• DATA TO PROCESS:
-- Opening Marker --

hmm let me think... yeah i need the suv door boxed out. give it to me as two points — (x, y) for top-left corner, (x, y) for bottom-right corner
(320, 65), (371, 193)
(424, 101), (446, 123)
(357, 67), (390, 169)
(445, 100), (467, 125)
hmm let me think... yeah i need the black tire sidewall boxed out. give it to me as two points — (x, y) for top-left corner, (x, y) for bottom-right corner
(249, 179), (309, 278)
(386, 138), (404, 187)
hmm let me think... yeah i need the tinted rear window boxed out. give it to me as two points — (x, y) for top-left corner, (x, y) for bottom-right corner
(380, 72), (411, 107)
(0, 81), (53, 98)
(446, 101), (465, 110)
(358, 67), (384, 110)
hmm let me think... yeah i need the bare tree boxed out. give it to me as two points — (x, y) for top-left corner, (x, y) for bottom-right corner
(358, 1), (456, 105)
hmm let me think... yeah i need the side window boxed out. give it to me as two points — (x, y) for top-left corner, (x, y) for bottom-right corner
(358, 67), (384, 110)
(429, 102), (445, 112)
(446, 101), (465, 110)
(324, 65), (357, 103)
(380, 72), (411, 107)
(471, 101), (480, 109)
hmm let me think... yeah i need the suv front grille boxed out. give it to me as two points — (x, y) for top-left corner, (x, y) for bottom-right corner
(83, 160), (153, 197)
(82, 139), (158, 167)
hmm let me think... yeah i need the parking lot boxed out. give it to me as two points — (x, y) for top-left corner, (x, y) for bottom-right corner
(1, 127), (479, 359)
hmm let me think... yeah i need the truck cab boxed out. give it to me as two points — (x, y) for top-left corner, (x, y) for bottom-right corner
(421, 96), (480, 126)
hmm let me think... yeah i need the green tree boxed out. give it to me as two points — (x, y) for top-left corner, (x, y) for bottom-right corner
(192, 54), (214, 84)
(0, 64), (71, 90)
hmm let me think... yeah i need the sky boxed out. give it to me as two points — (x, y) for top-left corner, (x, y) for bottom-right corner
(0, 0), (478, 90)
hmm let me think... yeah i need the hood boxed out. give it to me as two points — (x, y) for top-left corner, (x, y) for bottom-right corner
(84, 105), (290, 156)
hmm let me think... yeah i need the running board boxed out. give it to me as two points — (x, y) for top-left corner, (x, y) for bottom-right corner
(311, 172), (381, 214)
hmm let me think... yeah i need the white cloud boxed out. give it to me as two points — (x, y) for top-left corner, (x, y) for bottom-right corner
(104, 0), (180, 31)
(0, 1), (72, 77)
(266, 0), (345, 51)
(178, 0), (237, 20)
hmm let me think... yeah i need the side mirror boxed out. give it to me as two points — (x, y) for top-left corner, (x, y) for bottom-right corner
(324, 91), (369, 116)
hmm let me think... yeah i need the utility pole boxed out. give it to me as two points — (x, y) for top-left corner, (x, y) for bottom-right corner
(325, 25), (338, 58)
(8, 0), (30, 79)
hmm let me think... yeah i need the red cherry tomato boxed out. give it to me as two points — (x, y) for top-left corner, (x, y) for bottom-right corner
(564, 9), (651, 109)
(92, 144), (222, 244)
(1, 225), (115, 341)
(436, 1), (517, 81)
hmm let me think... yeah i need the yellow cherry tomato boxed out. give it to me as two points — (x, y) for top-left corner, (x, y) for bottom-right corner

-- Closing Marker --

• EXERCISE OBJECTIVE: Create a word-for-word copy of the whole listing.

• EXERCISE RESULT:
hmm let me think... yeah i need the suv door boxed out. give it to me as two points — (x, y) for top-left corner, (x, y) for bottom-right corner
(320, 65), (371, 193)
(424, 101), (446, 123)
(357, 67), (390, 169)
(445, 100), (467, 125)
hmm let me think... yeah i need the black tire sidewall boxed out. give it to me as two points — (x, y) for top-left corner, (x, y) for bottom-right corner
(249, 179), (309, 278)
(386, 138), (404, 187)
hmm let me think... yeah i need the tinted rear window boxed out. give it to me as two points — (x, y) for top-left corner, (x, y) for bottom-right corner
(380, 72), (411, 107)
(0, 81), (53, 98)
(446, 101), (465, 110)
(358, 67), (384, 110)
hmm let me think... yeah i need the bare tree boxed out. give it to me as two points — (x, y) for top-left corner, (x, y) for bottom-right corner
(358, 1), (456, 105)
hmm let me think... yeah i need the side window boxed out. give it to me as two points — (x, y) for top-left corner, (x, y) for bottom-right corner
(358, 67), (384, 110)
(429, 102), (445, 112)
(446, 101), (465, 110)
(324, 65), (357, 103)
(380, 72), (411, 107)
(471, 101), (480, 109)
hmm let me think... yeah i need the suv front grille boxed out. give it to me as two points — (x, y) for top-left corner, (x, y) for bottom-right corner
(83, 160), (153, 197)
(82, 139), (158, 167)
hmm let me think... yeah i need the parking lot boxed out. give it to me as two points — (x, y) for top-left corner, (x, y) for bottom-right corner
(1, 127), (479, 359)
hmm let me think... yeah i need the truck cab boxed out. give it to me as two points — (x, y) for top-left corner, (x, y) for bottom-right corner
(421, 96), (480, 126)
hmm let me think... yeah i need the green tree boxed out. give it to me as two points — (x, y) for top-left corner, (x, y) for bottom-right corner
(192, 54), (214, 84)
(0, 64), (71, 90)
hmm let me think... yeah i need the sky boxed out. give it to me as two points — (x, y) for top-left corner, (x, y) for bottom-right corner
(0, 0), (478, 90)
hmm let me think... yeah i need the hood boxed out. give it to me as two points — (x, y) for top-left corner, (x, y) for bottom-right corner
(84, 105), (290, 156)
hmm let me think... yeah i need the running board boxed out. give it to me as two points — (x, y) for top-left corner, (x, y) for bottom-right corner
(311, 172), (381, 214)
hmm let me think... yeah i need the white cloud boxed out. give it to me as two points — (x, y) for top-left corner, (x, y) for bottom-right corner
(104, 0), (180, 31)
(0, 1), (72, 77)
(266, 0), (345, 51)
(178, 0), (237, 20)
hmm let me think... yeah i need the side mirror boxed out. give it to me as two points — (x, y) for top-left corner, (x, y) for bottom-right corner
(324, 91), (369, 116)
hmm let me think... yeah i need the utility pole boxed out. give it to me as two points — (x, y) for top-left corner, (x, y) for bottom-right corner
(325, 25), (338, 58)
(8, 0), (30, 79)
hmm let me think... yeah i need the red cherry tomato boxed out. give it to me as two points — (x, y) for top-left corner, (x, y) for bottom-right corner
(564, 9), (651, 109)
(92, 144), (222, 244)
(1, 225), (115, 341)
(436, 1), (517, 81)
hmm let me think... yeah i need the yellow cherry tomato boxed out. give it to me as two points — (x, y) for top-left corner, (x, y) for bottom-right corner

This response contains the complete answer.